## [Aim of the exercise]
Continue the Gaze Control design document for a webcam-only macOS controller, picking up right after its last line.

## [Source passage]

____________________

Gaze Control — webcam-only multimodal macOS controller

Goal

Build a Vision Pro–style controller for a flat screen (regular Mac display) driven by eyes + head + fingers + gestures, using only the built-in webcam — no extra hardware.

Hard constraints

  • Webcam is the ONLY input sensor. No Tobii, no Leap Motion, no depth cam.
  • Target OS: macOS (Apple Silicon).
  • The end user (project owner) does not write code directly — explain changes plainly and keep the run/test loop simple.

Core design principle (do not violate)

Do NOT build a floating gaze cursor. Webcam gaze is only accurate to ~1–4 cm and jitters with natural eye saccades — this is a biological ceiling, not a software bug, so more ML will not fix it. Instead, copy how Vision Pro actually works:

  • Gaze selects/highlights the UI element you're looking at (focus), it does not paint pixels.
  • A pinch activates the focused element.
  • Use the macOS Accessibility API (AXUIElement) to read on-screen element frames so gaze can snap focus to the nearest element. This is the secret sauce that makes imprecise gaze usable.

Modality roles

  • Eyes (gaze): coarse target — which region/element.

____________________

## [Provided data]

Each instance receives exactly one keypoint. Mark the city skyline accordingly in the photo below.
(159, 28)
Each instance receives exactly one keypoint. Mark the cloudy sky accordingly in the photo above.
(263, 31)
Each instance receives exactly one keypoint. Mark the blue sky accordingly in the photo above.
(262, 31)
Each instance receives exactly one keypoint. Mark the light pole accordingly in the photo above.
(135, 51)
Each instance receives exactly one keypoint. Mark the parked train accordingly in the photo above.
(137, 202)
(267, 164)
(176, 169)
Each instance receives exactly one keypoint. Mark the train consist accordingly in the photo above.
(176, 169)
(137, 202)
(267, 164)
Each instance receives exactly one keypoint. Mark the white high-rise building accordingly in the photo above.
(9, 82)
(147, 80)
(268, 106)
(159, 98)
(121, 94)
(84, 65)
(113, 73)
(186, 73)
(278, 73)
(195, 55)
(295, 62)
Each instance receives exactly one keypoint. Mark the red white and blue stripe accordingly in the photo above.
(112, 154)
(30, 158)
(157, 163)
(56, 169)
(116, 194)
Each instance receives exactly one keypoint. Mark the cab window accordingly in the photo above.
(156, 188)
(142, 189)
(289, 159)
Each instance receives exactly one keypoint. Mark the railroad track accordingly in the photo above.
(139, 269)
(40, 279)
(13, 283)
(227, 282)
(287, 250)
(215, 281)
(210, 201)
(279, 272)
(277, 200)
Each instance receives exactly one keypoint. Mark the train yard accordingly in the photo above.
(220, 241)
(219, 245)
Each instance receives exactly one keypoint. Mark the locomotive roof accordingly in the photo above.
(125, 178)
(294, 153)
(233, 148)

____________________

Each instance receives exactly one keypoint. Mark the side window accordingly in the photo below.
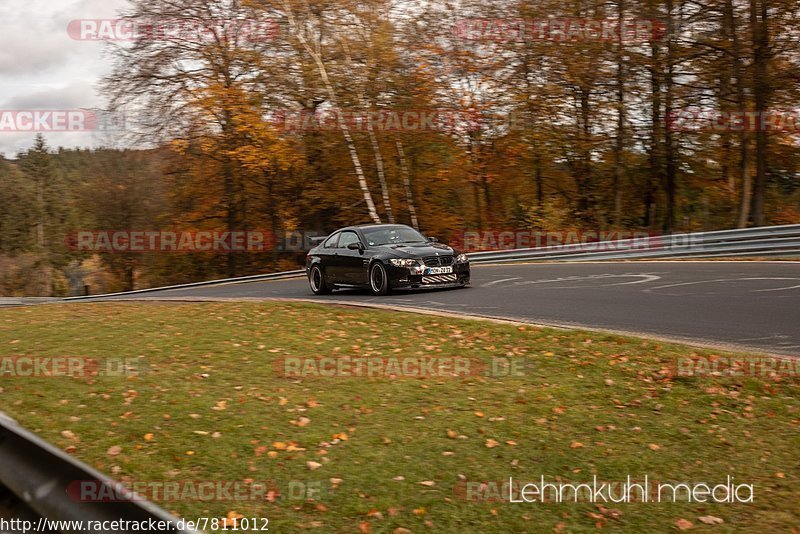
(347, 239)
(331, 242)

____________________

## [Answer section]
  • Head pose: fine precision adjustment (head is far more stable than gaze).
  • Finger pinch (thumb+index): primary click/select.
  • Gestures: swipe = scroll, two-finger = drag, dwell = hover-to-click alternative, etc.

Stack decision

  • Now (validation): Python prototype — MediaPipe (FaceMesh + Hands) + OpenCV + pyautogui/pynput. Purpose is to nail the interaction feel, not to ship. Throwaway-friendly.
  • Later (product): native Swift app — Vision framework (hand pose, face landmarks) + AVFoundation
    • CGEvent/AXUIElement + a transparent always-on-top overlay window. Only after the feel is proven.

Current state

  • gaze_pinch_v0.py — RAW prototype: iris-ratio gaze → cursor, 9-point quadratic calibration, One Euro smoothing, thumb-index pinch → click (hysteresis + cooldown). No element snapping yet (intentionally raw, to feel the baseline jitter).

Roadmap

  • v1a: Accessibility-API element snapping + focus highlight overlay (biggest felt improvement).
  • v1b: head-pose fine-adjust channel (gaze warp → small head move for pixel precision).
  • v1c: gesture vocabulary (scroll/drag/back) + dwell-click option.
  • v1d: transparent SwiftUI/AppKit overlay for visual feedback.
  • v2: port the proven interaction to a native Swift app.

Run

source .venv/bin/activate python gaze_pinch_v0.py

macOS permissions required (System Settings > Privacy & Security): Camera and Accessibility for the terminal/app running python — without Accessibility the cursor will not move.

Testing note

Claude Code cannot see the webcam feed or feel the cursor. Testing is human-in-the-loop: the owner runs it, reports what feels wrong (drift direction, click misfires, calibration mismatch), and we adjust the tuning knobs at the top of the script accordingly.